▶ _Extracted information_
******************************

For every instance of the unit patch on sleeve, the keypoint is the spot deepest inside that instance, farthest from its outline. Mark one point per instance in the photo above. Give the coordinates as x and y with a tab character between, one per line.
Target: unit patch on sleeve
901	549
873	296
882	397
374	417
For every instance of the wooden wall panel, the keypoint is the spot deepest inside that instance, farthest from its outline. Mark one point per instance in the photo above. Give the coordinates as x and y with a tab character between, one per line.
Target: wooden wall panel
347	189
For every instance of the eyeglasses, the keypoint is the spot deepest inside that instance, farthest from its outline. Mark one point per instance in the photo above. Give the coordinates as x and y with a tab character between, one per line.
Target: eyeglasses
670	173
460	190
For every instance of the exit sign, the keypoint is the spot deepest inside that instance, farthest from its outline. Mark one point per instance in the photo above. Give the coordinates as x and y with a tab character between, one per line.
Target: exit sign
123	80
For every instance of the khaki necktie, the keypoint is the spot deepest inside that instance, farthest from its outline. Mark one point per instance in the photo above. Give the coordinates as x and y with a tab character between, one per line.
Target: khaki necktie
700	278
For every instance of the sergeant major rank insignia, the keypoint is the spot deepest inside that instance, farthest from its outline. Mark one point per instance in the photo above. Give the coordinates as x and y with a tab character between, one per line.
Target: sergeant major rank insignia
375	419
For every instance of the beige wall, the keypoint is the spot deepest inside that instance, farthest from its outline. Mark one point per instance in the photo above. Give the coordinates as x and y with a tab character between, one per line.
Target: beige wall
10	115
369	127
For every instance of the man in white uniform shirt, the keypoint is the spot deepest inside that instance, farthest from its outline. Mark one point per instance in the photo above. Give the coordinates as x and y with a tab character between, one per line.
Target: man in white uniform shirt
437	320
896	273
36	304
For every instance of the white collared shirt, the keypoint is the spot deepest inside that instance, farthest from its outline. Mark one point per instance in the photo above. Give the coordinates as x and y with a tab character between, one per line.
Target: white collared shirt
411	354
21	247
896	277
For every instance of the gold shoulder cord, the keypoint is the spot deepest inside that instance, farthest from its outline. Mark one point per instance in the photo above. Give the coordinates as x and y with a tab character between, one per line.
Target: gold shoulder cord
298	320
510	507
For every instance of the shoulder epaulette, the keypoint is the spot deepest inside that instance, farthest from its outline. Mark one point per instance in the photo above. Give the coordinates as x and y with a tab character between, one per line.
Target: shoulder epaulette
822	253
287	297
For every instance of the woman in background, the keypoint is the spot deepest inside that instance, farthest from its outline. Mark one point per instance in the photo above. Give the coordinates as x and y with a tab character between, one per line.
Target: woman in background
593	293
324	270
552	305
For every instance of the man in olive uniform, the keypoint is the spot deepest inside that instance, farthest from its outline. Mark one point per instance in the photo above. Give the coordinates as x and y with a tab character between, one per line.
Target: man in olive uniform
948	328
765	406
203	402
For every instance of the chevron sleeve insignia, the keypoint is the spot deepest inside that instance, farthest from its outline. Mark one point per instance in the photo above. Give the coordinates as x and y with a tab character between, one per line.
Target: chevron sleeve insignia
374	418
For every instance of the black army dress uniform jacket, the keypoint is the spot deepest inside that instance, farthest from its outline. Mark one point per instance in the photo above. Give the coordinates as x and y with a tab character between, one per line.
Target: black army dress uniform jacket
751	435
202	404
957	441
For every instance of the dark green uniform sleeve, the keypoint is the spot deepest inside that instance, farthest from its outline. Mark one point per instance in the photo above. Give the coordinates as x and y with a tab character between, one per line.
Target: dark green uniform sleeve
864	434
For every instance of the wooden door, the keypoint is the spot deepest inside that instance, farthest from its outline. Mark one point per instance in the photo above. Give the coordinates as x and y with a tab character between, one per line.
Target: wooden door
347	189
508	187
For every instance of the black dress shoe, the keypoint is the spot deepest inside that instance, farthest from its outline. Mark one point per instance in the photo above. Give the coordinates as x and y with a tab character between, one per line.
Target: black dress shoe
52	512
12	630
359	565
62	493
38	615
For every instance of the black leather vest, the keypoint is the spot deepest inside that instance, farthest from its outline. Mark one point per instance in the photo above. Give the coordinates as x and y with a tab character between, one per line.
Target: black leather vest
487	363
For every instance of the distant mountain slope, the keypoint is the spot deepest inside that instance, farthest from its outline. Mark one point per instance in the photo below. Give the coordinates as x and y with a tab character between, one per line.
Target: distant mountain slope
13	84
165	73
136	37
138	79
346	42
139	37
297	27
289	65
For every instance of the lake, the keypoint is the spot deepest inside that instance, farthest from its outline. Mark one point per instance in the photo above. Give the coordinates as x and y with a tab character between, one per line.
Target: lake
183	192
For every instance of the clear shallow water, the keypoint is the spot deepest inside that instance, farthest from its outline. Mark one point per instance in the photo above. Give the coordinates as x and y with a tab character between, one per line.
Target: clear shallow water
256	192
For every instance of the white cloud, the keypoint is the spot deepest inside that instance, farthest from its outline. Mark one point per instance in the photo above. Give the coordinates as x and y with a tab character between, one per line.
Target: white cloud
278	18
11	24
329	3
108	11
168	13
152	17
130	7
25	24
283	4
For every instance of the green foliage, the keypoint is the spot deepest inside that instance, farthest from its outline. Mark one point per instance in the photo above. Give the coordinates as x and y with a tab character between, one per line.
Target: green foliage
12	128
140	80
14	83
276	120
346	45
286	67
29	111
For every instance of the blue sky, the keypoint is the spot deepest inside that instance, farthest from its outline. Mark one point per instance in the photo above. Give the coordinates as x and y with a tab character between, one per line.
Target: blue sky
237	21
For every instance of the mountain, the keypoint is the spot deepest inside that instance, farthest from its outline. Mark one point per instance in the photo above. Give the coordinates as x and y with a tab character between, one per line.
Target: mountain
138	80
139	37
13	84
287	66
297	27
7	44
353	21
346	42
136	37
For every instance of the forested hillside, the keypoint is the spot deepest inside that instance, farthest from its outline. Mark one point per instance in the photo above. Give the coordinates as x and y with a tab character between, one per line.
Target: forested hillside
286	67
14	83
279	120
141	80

******************************

▶ _What is required_
Return every one of the records above verbatim, with no changes.

▶ _Answer to this exercise_
For every instance of the unit patch on sleeve, the keypoint is the spot deepest inside that instance, farthest from its outline. Mark one point per instance in the photo above. Give the coordinates as x and y with a tab character between, one per line.
Target: unit patch on sleeve
901	549
873	296
882	397
374	417
For every instance of the wooden wall panel, the keypoint is the spot deepest inside that instance, farthest from its outline. Mark one point per instance in the photo above. Give the coordinates as x and y with a tab character between, one per line.
Target: wooden wall panel
347	189
For every instance of the eyeglasses, the keypoint is the spot deepest inside that instance, farthest from its outline. Mark one point per instance in the photo above. Give the coordinates as x and y with a tab character between, one per line.
Target: eyeglasses
670	173
460	190
For every instance of the exit sign, the keypoint is the spot deepest inside that instance, farthest from its outline. Mark one point per instance in the photo above. Give the coordinates as x and y with a tab character between, one per line.
Target: exit sign
123	80
For every instance of the khaki necktie, the keypoint is the spot deepest inside that instance, farthest from its outline. Mark one point per instance in the photo above. Give the coordinates as x and y with a tab character between, one per line.
Target: khaki necktie
700	278
For every instance of the sergeant major rank insignia, the keypoint is the spot deepest inside that instance, farthest from its outline. Mark one point per instance in the photo above. Give the coordinates as x and y with a tab character between, one per line.
Target: sergeant major rank insignia
375	419
For every instance of the beige wall, the keypoint is the spot deepest inside that instance, farthest from its outline. Mark one point per instance in the photo above. Give the coordinates as x and y with a tab character between, one per line.
Target: beige wall
10	115
369	127
For every instance of the man in white uniform shirt, the keypoint is the spot deepest inside that instance, farthest from its outline. Mark one point per instance in the photo above. Give the coordinates as x and y with a tab character between, one per line.
Target: man in white uniform shirt
437	320
896	273
36	304
For every instance of the white collared shirt, the keypoint is the spot deepest inside that instance, farthest from its outline. Mark one point per instance in the photo above. Give the coordinates as x and y with a tab character between, one per line.
Target: white collared shirt
411	354
21	247
896	277
For every instance of the gold shoulder cord, the keypoint is the spot deepest inside that instance, farthest from its outline. Mark one point per instance in the photo above. Give the coordinates as x and y with a tab character between, one per line.
Target: gold shoulder cord
298	320
510	507
For every instance of the shoulder epaulette, the keypoint is the spot deepest inside that instance, farthest from its outline. Mark one point per instance in the photo above. Give the coordinates as x and y with a tab character between, one per line.
Target: shoulder epaulette
822	253
287	297
For every instance of the woman in background, the keypoint is the spot deepest inside that instance, farthest from its outline. Mark one point per instance in the photo above. Give the coordinates as x and y with a tab character between, one per line.
Target: woman in background
593	293
324	270
552	305
For every instance of the man in olive uniform, the keypoint is the spot deepest inside that instance, farthest from its outline. Mark one point per instance in the photo above. Give the coordinates as x and y with a tab character between, one per line.
Target: man in olive uniform
948	328
765	406
203	402
For every instance of the chevron sleeve insignia, the keypoint is the spot deepest inside that instance, farthest from its outline. Mark one point per instance in the photo above. Give the coordinates as x and y with a tab character between, one per line.
Target: chevron sleeve insignia
374	418
For every instance of the black army dress uniform jacket, the keypoint is the spot deepest inside that instance, farthest from its outline. Mark one point per instance in the photo above. Give the coordinates as x and y with a tab character between, one per line.
Target: black army dress uniform jacket
751	435
202	404
957	441
For every instance of the dark green uniform sleeve, the keypoint is the spot deepest inside that instance, farthest from its outline. Mark one point per instance in the photo above. Give the coordinates as x and y with a tab character between, one per line.
Target: dark green uniform sleeve
864	434
For every instance of the wooden door, the keypoint is the spot deepest inside that instance, farthest from its outline. Mark one point per instance in the photo above. Give the coordinates as x and y with a tab character between, one per line.
Target: wooden door
347	189
508	187
For every instance of the black dress shoe, the keypoint is the spot deepest inside that instance, farthest from its outline. Mark one point per instance in the photo above. Give the coordinates as x and y with a tab character between, one per line.
Target: black dress shoe
52	512
12	630
359	565
62	493
38	615
For every instance of the black leather vest, the keypoint is the spot deepest inside that instance, farthest from its outline. Mark one point per instance in the photo above. Give the coordinates as x and y with a tab character between, one per line.
Target: black leather vest
487	363
For every instance of the distant mountain slope, the keypoint is the spot deepest inside that instance, farthest from its outline. Mark one point per instance in the photo below. Give the coordinates as x and y with a tab character between, one per line.
Target: distant mountain slope
13	84
165	73
136	37
138	79
346	42
139	37
297	27
289	65
For every instance of the lake, the keypoint is the spot deepest inside that instance, farthest from its outline. Mark one point per instance in the photo above. Give the coordinates as x and y with a tab character between, one per line.
Target: lake
183	192
For every instance of the clear shallow water, the keypoint is the spot deepest inside that instance, farthest from its outline. Mark one point per instance in the photo above. Give the coordinates as x and y with a tab character between, one per line.
Target: clear shallow water
256	192
For every instance of the white cloud, the keypoint is the spot deepest inside that instance, farthest from its outline. Mark one point per instance in the photo above. Give the coordinates as x and y with a tab character between, one per line.
Target: white cloud
278	18
11	24
329	3
108	11
168	13
152	17
130	7
25	24
283	4
For every instance of the green foliage, the keypoint is the spot deepest inside that instance, farthest from its outline. Mark one point per instance in the photo above. Give the coordinates as x and y with a tab character between, one per line.
Target: green foliage
12	128
140	80
14	83
276	120
346	45
286	67
29	111
For every instance of the blue sky, the keypoint is the spot deepest inside that instance, farthest from its outline. Mark one point per instance in the photo above. Give the coordinates as x and y with a tab character between, one per line.
Target: blue sky
237	21
For every instance of the mountain, the keypoint is the spot deepest inside that instance, farthest from its outline. Mark one point per instance in the photo above. Give the coordinates as x and y with a tab character between, one per line.
Target: mountain
138	80
139	37
13	84
287	66
297	27
7	44
353	21
346	42
136	37
For every instance of the forested hillside, the keypoint is the spot deepest inside that instance, farthest from its outline. Mark one point per instance in the photo above. Give the coordinates as x and y with a tab character between, one per line.
Target: forested hillside
286	67
14	83
279	120
141	80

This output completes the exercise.